*Data records:*
◇ ◇ ◇ ◇

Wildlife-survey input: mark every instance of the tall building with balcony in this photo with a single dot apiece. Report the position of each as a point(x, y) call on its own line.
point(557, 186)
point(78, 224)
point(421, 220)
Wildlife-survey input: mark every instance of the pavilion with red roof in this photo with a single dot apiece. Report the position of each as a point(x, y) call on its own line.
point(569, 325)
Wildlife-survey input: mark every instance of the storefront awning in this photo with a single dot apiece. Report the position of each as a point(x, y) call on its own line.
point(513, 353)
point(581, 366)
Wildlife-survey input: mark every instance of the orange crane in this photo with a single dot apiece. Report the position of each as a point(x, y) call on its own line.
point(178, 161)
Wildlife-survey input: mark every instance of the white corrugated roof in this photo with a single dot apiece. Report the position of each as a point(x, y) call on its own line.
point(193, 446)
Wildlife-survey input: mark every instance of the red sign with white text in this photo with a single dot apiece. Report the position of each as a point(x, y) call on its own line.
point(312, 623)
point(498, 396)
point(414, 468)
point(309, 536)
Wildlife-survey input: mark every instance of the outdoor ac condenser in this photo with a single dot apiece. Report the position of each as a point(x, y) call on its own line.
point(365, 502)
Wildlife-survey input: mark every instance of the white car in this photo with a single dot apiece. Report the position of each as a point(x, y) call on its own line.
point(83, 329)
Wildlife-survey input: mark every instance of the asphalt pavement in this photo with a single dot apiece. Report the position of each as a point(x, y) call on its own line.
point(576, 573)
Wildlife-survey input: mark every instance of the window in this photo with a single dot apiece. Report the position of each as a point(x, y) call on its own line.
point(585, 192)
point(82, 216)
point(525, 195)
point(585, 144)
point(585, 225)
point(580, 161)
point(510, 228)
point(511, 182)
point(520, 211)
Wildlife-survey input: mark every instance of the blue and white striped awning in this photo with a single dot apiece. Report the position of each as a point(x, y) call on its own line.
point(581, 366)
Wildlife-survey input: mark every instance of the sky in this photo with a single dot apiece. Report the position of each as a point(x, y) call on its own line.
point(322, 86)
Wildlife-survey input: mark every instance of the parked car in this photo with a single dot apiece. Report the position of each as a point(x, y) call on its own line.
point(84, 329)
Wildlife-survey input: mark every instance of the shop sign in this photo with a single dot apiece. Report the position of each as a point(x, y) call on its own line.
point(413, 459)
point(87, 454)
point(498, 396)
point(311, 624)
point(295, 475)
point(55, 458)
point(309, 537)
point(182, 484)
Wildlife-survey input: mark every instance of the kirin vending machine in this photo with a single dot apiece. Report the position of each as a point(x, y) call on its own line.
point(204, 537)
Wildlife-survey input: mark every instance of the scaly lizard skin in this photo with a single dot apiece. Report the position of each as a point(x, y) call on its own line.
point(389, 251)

◇ ◇ ◇ ◇

*Assignment:* Take the line containing "Wildlife-survey input: mark every instance of the scaly" and every line after it up to the last line of the listing, and output them exactly, with nothing else.

*Response to the exercise:*
Wildlife-survey input: mark every instance of the scaly lizard skin in this photo with a single dot apiece. Report the position of each as a point(x, y) call on its own line.
point(389, 251)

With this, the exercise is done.